WHAT YOU NEED TO DO » From the research summary below on the team's statistical methods, quote every sentence that mentions Project R833293002.

DOCUMENT SEGMENT »
__________

The team developed an approach for performing Bayesian quantile regression with latent factors. The motivation for this development is as follows. Many of the predictors of adverse birth outcomes do not strongly predict adverse birth outcomes, likely because of the modest sample size for the strength of associations seen in the data. However, many of the predictors can be conceptualized as indicators of underlying factors that could be strong predictors; for example, several of the psychosocial variables can be grouped as a factor indicating the amount of social support available to the mother. We developed and are applying methodology for estimating the effects of these factors on birth outcomes using the prospective study of Project R833293002. A manuscript describing this work is in preparation and will be submitted in fall 2010.

Finally, the team developed an approach for assessing sensitivity to unmeasured confounding when using principal stratification. This work was motivated by the presence of several intermediate variables in the prospective study of Project R833293002, e.g., hypertension as an intermediate variable for gestation age. At this point, this work is at a theoretical stage; we have not yet applied it on Project R833293002 data. A manuscript on the theory has been submitted to a peer-reviewed journal.

__________

EXCERPTED DATA »
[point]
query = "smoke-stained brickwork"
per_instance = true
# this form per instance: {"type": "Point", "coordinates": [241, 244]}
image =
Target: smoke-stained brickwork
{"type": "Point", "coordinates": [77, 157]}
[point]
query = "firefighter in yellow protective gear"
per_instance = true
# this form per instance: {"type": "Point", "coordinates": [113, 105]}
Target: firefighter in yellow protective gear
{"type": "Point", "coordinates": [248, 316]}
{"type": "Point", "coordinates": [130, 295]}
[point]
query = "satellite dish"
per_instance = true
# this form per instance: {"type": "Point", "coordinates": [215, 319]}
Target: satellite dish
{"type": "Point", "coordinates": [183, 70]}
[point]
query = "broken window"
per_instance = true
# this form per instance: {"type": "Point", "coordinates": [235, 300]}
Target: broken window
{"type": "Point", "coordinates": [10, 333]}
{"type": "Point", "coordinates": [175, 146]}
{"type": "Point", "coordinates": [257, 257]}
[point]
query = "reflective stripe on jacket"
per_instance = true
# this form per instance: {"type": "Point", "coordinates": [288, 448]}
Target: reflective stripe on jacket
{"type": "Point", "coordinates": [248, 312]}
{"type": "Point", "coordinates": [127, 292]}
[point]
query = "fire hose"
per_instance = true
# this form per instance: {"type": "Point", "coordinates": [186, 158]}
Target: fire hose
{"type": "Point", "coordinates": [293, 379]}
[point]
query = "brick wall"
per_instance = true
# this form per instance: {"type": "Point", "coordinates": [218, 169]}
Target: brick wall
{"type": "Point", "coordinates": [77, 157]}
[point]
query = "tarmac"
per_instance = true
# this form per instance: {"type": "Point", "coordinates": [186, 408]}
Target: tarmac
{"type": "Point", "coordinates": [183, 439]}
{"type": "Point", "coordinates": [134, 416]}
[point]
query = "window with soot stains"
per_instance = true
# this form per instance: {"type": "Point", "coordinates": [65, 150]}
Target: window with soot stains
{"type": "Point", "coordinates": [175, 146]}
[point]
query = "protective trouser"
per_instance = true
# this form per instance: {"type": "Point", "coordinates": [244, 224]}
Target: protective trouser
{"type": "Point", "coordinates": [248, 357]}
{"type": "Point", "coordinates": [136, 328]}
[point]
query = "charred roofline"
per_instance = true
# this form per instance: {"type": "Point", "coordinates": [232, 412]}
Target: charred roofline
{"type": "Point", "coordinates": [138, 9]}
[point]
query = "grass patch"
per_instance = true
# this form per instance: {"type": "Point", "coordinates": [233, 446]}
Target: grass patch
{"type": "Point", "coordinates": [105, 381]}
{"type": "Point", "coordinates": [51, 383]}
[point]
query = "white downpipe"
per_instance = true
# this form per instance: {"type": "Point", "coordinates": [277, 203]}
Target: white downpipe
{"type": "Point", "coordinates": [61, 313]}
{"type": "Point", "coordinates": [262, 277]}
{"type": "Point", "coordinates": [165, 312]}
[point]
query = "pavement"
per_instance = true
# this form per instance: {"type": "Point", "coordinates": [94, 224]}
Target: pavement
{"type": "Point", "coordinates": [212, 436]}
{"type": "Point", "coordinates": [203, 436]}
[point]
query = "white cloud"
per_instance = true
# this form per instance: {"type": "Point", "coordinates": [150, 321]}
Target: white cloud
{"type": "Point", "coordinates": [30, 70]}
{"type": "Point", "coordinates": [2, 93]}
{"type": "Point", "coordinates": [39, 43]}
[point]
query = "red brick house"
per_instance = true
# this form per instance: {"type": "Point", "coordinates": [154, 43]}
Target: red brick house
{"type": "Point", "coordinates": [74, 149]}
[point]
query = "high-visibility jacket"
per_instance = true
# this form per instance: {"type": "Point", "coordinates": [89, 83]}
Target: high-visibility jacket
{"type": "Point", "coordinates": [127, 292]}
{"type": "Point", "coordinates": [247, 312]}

__________

ANSWER SECTION »
1. "We developed and are applying methodology for estimating the effects of these factors on birth outcomes using the prospective study of Project R833293002."
2. "This work was motivated by the presence of several intermediate variables in the prospective study of Project R833293002, e.g., hypertension as an intermediate variable for gestation age."
3. "At this point, this work is at a theoretical stage; we have not yet applied it on Project R833293002 data."